WHAT IS BEING ASKED:
Can you quote exactly the stretch of lines from the one with "form: [537, 161]." through the final line of the material, both ends included?
[START DATA SHOWN]
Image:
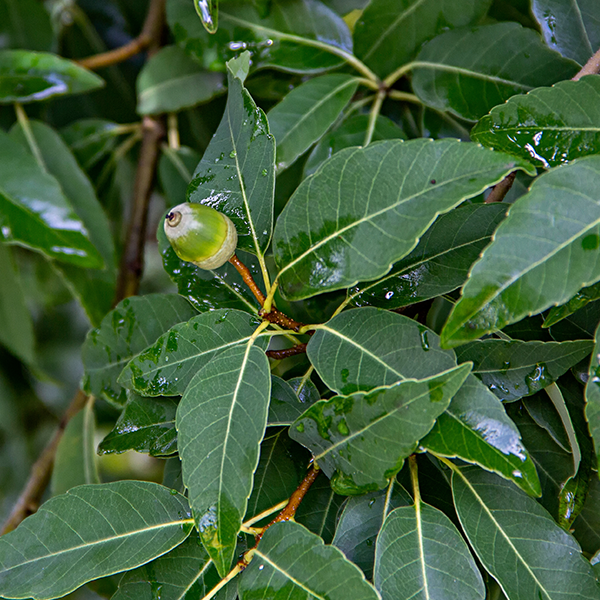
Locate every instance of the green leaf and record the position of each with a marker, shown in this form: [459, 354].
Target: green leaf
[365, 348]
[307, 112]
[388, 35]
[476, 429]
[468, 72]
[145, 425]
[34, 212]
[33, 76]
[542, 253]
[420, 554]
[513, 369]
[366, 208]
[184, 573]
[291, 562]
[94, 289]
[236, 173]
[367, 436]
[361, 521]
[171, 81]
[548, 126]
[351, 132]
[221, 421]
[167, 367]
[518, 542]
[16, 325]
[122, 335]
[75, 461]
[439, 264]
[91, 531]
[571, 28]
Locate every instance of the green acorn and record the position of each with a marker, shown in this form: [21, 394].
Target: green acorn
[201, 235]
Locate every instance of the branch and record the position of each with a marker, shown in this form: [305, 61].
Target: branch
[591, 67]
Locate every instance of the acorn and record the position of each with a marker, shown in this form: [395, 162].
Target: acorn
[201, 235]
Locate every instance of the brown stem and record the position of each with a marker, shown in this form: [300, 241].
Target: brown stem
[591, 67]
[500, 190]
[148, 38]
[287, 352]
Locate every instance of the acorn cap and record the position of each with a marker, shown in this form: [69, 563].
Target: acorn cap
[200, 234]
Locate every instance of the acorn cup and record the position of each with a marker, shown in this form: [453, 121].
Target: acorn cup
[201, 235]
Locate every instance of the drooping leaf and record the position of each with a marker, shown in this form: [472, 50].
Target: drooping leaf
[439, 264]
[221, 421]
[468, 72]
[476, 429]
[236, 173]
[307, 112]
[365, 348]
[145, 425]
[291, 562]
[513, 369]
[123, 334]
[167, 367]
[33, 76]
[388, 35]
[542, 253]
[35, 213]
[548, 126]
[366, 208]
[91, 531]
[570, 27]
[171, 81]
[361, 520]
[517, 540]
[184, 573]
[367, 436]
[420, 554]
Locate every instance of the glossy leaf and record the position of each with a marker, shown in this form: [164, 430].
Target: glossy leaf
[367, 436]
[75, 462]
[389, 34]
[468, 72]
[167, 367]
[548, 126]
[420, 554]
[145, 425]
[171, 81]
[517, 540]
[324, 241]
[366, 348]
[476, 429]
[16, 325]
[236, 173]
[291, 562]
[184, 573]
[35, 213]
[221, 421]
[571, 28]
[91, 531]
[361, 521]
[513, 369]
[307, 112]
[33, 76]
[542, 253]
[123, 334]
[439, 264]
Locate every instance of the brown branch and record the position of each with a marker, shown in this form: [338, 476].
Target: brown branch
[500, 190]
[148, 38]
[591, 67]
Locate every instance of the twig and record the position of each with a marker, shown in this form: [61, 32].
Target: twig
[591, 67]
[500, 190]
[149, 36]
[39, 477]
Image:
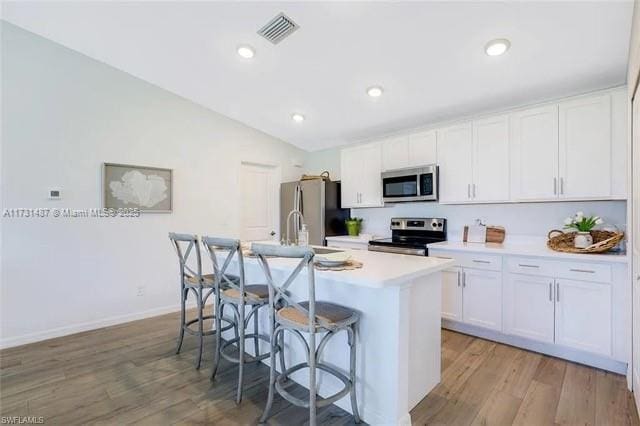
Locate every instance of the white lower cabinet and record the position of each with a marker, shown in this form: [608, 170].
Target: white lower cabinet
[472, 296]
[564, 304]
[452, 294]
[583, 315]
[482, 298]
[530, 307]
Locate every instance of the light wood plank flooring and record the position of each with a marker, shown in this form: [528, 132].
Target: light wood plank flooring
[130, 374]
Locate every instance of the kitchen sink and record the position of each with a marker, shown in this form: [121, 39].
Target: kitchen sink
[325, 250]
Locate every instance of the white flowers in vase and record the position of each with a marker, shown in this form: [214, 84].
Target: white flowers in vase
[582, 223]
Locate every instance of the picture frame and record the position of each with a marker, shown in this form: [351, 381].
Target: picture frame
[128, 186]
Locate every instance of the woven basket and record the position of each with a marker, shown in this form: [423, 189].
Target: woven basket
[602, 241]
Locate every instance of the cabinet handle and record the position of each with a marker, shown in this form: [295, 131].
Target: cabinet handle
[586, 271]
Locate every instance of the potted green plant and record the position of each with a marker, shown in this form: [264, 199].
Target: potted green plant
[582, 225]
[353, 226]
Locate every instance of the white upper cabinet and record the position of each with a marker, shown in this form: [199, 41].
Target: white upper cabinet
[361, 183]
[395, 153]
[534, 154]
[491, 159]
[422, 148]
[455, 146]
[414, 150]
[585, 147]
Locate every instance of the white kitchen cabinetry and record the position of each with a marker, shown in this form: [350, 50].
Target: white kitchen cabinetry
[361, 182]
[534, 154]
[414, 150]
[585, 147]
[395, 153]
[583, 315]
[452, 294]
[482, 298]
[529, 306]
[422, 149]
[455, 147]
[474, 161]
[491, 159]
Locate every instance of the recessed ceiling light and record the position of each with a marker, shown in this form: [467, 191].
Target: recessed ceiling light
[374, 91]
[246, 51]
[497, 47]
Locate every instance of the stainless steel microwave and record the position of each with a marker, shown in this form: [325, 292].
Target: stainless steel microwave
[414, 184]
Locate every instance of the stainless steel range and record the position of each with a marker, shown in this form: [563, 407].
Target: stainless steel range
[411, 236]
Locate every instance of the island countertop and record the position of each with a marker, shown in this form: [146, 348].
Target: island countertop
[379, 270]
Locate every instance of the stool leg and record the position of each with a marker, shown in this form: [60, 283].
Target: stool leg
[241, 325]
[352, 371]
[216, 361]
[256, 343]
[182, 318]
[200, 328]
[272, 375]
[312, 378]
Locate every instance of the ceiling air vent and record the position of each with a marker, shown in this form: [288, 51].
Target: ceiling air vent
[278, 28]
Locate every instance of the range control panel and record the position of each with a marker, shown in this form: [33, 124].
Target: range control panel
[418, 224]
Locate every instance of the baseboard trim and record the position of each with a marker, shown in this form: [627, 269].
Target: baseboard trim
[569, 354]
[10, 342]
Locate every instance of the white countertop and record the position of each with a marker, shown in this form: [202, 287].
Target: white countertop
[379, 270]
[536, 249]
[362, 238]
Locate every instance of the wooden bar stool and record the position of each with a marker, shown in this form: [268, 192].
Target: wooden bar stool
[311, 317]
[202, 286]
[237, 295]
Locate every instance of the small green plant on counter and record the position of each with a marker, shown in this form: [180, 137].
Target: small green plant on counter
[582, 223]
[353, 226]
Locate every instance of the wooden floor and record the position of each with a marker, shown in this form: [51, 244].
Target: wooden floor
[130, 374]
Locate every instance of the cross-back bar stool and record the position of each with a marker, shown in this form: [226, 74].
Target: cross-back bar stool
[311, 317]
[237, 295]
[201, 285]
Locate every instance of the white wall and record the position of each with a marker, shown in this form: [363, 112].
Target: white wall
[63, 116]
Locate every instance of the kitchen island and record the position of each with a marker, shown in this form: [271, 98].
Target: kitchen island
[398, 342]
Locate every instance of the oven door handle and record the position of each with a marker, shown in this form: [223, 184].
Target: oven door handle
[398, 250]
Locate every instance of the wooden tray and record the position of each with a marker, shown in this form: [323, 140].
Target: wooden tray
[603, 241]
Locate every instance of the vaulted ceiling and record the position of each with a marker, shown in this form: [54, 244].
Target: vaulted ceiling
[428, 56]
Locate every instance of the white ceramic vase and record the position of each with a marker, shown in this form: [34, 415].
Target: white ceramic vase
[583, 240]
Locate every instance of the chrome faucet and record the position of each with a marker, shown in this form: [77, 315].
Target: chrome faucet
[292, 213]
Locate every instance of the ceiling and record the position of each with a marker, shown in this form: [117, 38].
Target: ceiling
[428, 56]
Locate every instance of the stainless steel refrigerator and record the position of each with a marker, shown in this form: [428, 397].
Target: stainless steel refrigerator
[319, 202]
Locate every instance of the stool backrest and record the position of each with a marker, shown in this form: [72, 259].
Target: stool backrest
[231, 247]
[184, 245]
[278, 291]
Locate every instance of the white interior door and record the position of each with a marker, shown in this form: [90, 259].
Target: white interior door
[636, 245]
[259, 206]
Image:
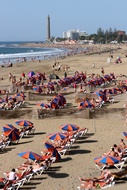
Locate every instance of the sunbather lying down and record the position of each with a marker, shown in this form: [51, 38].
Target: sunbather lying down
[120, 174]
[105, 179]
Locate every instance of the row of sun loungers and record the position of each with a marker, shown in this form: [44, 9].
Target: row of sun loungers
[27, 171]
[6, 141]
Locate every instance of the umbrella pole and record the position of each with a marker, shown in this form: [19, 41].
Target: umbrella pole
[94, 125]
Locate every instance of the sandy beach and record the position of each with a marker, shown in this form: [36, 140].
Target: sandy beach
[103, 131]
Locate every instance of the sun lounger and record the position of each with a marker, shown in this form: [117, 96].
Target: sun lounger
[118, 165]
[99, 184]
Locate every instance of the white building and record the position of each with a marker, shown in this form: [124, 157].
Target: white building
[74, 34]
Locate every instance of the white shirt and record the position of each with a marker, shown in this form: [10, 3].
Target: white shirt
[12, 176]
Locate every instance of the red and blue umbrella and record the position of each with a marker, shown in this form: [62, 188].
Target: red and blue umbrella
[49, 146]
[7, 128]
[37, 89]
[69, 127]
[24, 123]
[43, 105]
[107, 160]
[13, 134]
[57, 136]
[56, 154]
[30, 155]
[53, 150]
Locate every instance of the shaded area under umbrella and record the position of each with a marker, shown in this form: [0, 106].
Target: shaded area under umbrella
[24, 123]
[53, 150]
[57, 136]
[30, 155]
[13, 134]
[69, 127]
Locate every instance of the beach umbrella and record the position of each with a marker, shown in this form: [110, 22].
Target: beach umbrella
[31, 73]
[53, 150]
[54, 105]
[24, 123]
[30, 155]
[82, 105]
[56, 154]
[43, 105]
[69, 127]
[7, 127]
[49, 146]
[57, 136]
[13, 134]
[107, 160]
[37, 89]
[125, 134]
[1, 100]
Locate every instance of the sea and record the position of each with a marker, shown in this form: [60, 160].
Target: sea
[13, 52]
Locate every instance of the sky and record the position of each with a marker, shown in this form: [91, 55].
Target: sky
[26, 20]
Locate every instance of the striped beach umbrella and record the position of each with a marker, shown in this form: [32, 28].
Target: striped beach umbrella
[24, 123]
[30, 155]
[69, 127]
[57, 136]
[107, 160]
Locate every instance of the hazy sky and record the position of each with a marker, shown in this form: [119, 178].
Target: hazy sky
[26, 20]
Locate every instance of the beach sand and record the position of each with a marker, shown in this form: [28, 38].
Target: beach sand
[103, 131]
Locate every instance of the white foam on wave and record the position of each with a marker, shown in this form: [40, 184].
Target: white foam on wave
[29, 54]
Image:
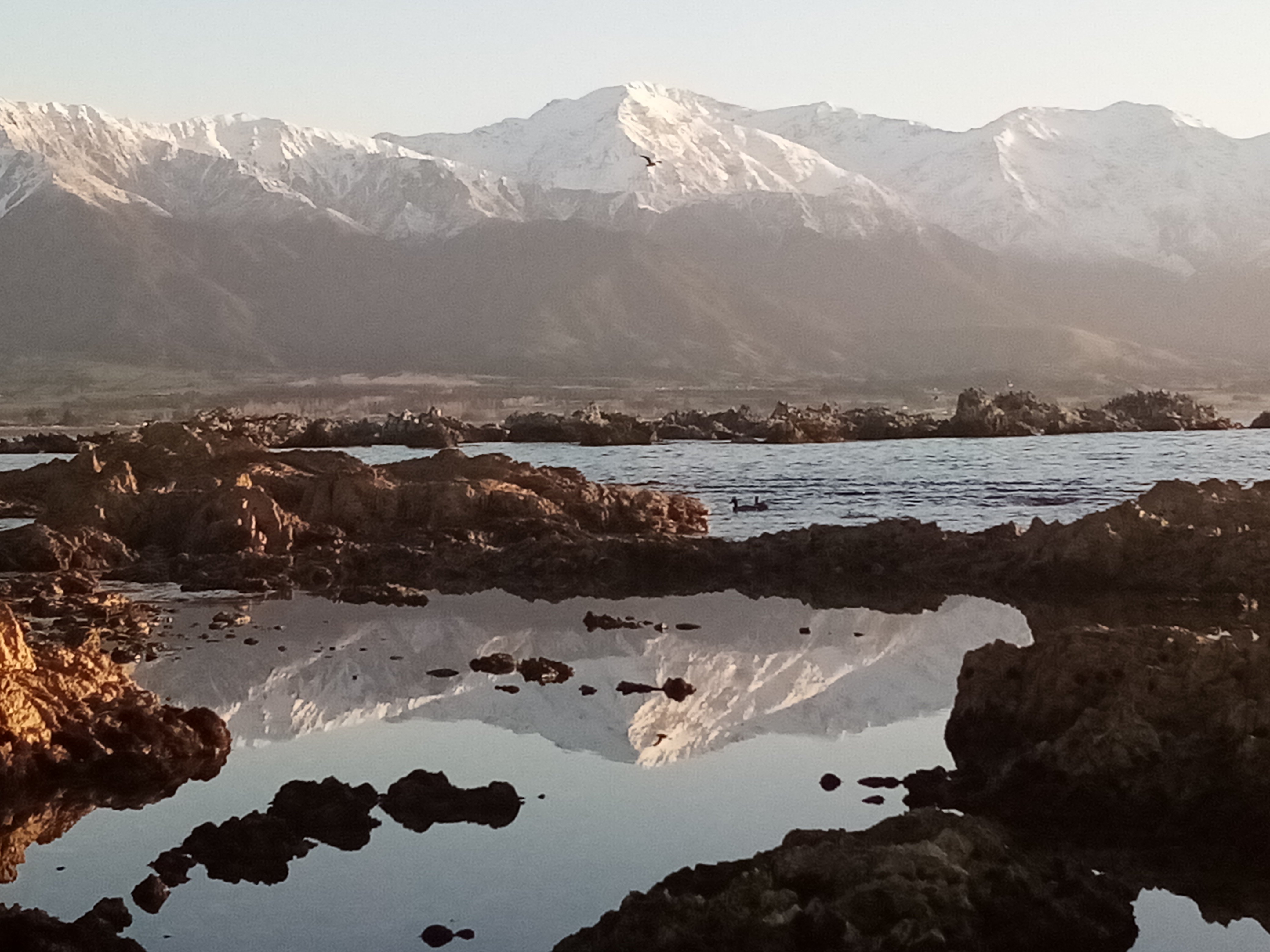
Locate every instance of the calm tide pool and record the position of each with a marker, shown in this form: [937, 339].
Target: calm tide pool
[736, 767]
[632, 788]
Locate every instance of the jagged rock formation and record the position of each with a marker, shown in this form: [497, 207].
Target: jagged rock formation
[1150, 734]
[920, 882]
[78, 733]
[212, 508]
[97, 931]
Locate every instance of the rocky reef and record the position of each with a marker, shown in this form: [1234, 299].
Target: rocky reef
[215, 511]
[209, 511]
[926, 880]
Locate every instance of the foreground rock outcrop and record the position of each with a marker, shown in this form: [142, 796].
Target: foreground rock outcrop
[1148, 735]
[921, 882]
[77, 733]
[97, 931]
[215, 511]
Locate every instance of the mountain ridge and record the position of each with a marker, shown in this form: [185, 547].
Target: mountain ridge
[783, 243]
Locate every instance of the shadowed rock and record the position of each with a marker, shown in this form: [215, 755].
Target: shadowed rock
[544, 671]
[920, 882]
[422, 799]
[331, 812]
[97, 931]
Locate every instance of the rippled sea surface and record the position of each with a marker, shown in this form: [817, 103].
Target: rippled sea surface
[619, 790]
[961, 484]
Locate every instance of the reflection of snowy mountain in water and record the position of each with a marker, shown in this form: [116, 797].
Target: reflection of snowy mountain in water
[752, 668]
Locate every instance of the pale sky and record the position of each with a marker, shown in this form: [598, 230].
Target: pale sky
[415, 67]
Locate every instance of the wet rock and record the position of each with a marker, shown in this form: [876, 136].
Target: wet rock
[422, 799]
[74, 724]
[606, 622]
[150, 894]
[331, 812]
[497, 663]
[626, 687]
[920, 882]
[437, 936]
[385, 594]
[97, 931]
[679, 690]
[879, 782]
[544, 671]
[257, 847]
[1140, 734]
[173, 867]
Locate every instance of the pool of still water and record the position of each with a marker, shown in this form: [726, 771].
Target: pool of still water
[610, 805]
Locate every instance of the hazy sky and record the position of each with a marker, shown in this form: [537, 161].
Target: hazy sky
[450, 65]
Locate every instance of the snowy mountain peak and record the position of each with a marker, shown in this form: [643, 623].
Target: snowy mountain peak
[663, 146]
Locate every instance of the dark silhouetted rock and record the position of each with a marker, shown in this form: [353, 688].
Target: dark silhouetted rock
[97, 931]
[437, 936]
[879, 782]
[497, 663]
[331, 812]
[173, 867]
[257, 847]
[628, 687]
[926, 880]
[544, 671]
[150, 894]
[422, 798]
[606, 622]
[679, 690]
[END DATA SHOWN]
RESULT OF THIS TASK:
Locate every instance of the hazy sky and record the position of each with a marker, shown in this form: [537, 161].
Target: hazy sky
[450, 65]
Locate every instance of the snowy mountain peak and record the position of each with a marker, shown in this form: [643, 623].
Target: snowy mountain peak
[663, 146]
Locate every instance of the dark silhouetted rock and record the position of each with a marker, shown in this form: [353, 688].
Target: dark silhouetted rock
[97, 931]
[437, 936]
[879, 782]
[497, 663]
[331, 812]
[173, 867]
[257, 847]
[628, 687]
[926, 880]
[544, 671]
[150, 894]
[422, 798]
[606, 622]
[679, 690]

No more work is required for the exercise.